§ 本文抜粋:
========================================
こんな採用担当はいやだ!エンジニアから見る、採用担当に持っていて欲しいスキルと知識セミナーレポート

エンジニア採用の成功に不可欠な要素の一つとして、採用担当のスキルと知識が挙げられます。どんなに優秀な方でも、エンジニア目線で物事を捉えることができていないと、候補者からの目線が厳しいものになってしまうでしょう。

そこでQiita Jobsでは、2021年7月29日に「エンジニアから見る、採用担当に持っていて欲しいスキルと知識〜こんな採用担当はいやだ〜」というタイトルでセミナーを実施しました。こちらは、株式会社エイチーム引越し侍で技術開発部のマネージャーを務める岡﨑大輝と、Increments株式会社でプロダクト開発グループのマネージャーを務める大東祐太が登壇し、採用担当者に持っていてほしいスキルや知識について現役エンジニアの目線からお話しました。

本記事では、こちらのセミナー内容についてレポートします。これからエンジニア採用をはじめる方や、現場エンジニアとのコミュニケーションを円滑にしたい採用担当者の方、エンジニア目線で魅力的なスカウト内容やアトラクトを知りたい担当者の方は、ぜひご覧ください。

登壇者プロフィール

岡﨑 大輝(おかざき ひろき)
株式会社エイチーム
引越し侍 技術開発部 マネージャー

2014年株式会社エイチームに入社、エンジニアとしてバックエンド、インフラを経験し、2018年に技術開発部マネージャーに就任。エンジニア採用活動においては、インターンシップの運営や面接官、スキル選考官を兼務。現在はマネージャー兼プロジェクトのリーダーとしてエンジニア組織運営や、プロジェクトの成長を担っている。 趣味はワインを飲むことでワインエキスパート有資格者。

大東 祐太(だいとう ゆうた)
Increments株式会社
プロダクト開発グループ マネージャー

2016年株式会社エイチームブライズにに新卒入社、2018年10月からはIncrementsへ異動し Qiita Jobs の開発を経て Qiita Team の開発に携わる。 現在は Qiita Team のプロダクトマネジメントや開発、グループのマネジメントを担う。 エンジニア採用活動は新卒、中途エンジニアの面接官として携わる。

就活時代の良い採用担当・悪い採用担当

--まずはアイスブレイク的に、就活時代に会った良い採用担当・悪い採用担当について、それぞれ教えてください。
========================================
§ データセット行:

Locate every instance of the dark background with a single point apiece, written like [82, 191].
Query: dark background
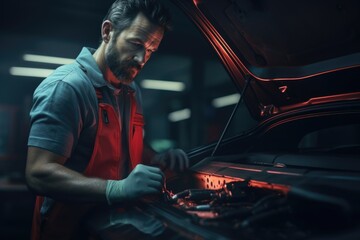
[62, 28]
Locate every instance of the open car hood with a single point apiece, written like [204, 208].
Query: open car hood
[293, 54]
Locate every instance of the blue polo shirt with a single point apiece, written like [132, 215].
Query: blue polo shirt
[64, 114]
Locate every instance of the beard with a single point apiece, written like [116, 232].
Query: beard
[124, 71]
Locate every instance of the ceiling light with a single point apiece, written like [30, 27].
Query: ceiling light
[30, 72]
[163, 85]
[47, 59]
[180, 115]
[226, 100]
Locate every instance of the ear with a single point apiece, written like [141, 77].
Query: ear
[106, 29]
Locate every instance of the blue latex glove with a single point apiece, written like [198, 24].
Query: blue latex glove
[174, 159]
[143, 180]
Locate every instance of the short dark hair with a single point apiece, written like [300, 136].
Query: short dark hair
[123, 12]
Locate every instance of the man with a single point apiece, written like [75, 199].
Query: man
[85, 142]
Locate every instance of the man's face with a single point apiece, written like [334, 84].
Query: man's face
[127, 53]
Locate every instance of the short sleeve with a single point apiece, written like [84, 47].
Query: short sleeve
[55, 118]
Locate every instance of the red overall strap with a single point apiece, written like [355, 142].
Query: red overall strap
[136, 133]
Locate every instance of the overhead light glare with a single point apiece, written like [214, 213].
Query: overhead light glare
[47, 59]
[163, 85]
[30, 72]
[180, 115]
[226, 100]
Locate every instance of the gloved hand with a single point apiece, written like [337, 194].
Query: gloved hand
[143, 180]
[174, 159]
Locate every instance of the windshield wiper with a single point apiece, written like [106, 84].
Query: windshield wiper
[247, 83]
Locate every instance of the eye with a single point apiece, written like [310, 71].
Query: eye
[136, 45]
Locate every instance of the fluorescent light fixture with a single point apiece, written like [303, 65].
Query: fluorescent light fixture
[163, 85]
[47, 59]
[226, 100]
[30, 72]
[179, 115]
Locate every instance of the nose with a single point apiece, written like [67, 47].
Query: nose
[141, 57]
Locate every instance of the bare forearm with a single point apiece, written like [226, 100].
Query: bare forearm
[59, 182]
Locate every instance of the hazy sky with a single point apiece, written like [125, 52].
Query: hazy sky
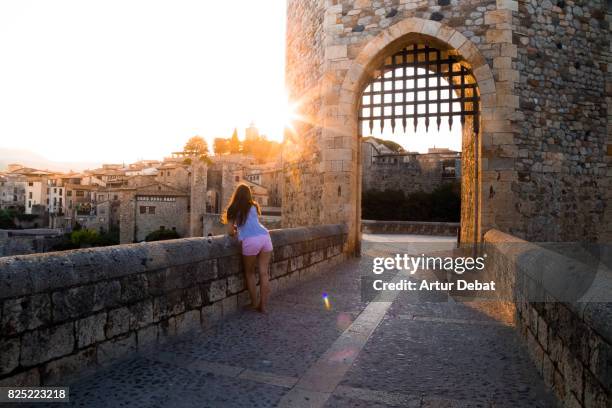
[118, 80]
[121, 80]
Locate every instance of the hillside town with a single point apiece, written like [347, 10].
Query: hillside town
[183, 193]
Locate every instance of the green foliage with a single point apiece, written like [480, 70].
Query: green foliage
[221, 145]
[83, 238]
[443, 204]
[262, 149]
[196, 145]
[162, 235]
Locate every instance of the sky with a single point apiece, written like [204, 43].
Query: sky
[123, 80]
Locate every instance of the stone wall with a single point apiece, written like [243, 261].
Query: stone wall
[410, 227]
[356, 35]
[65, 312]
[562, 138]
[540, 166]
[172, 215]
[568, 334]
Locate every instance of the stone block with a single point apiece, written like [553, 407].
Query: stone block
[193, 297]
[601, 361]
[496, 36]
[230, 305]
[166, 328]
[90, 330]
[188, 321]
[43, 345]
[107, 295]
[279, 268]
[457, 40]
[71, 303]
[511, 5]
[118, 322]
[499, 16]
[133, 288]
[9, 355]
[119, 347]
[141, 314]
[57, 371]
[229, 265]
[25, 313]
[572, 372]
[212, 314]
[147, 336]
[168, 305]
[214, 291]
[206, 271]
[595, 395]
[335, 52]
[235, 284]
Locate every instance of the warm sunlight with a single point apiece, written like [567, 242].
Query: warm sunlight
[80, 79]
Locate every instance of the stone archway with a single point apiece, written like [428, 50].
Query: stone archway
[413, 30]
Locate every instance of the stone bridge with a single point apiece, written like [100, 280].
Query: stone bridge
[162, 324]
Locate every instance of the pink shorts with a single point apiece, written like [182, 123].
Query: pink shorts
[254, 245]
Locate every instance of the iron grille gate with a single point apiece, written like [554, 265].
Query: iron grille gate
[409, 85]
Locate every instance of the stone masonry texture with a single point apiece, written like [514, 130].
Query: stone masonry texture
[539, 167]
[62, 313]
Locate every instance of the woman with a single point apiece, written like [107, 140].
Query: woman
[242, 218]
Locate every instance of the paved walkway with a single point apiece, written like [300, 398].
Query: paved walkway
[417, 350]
========================================
§ 実施事項:
• 1. セミナーレポートに基づき、次の問いに答えてください。
(a) セミナーは何年何月何日に実施されましたか。
(b) 岡﨑大輝が技術開発部マネージャーに就任したのは何年ですか。
(c) 大東祐太がIncrementsへ異動したのは何年何月ですか。
• 2. セミナーレポートの続きを、最後の文の後から書いてください。
上記の行は、セミナーレポートとは別の出典から取られたものです。

§ 出力結果:
• 1.
(a) 2021年7月29日
(b) 2018年
(c) 2018年10月

• 2.
岡﨑:僕が就活していたのは8年前でして、エンジニア目線から話をしたときに、社内の技術スタックをしっかり話せる人はいいなと思いました。技術を大切にしている会社だなと。

逆に、エンジニアとなかなか会わせてくれなかったり、技術スタックを語れない人だと、技術をあまり大事にしない会社なんだなと思った記憶があります。
大東:僕の場合は2016年に就活していましたが、人事担当にキャリアビジョンを話すことがありまして、その内容に適したエンジニアを社内でしっかりとアサインしてくれる人がよかったなと思っています。エンジニアのキャリアや技術レイヤーについて把握している方じゃないと、そういうアクションができないと思うので、良い担当者だなと思ったわけです。

逆に悪いと思ったのは、よく分からない技術があったときに「知ってる風」で接せらたときです。これをやられると、エンジニアとしては嫌だなと思った記憶があります。

パートナーとしてあって欲しい採用担当像

--次のテーマは、現場と一緒に採用を進めていくパートナーとなる採用担当はこうあって欲しい、です。これについてはいかがでしょうか?

岡﨑:一番よかったのは、コミュニケーションを取りに来てくれたところですね。エンジニアをしている中で、共に仕事する人を一緒に採用したいなという思いはあったのですが、なかなか踏み込めていませんでした。そこの壁をこえて、エンジニア採用の設計を一緒にやったり現場技術をしっかりヒアリングしてくれたのは、すごくよかったなと思います。チームになってやれる人が良いですね。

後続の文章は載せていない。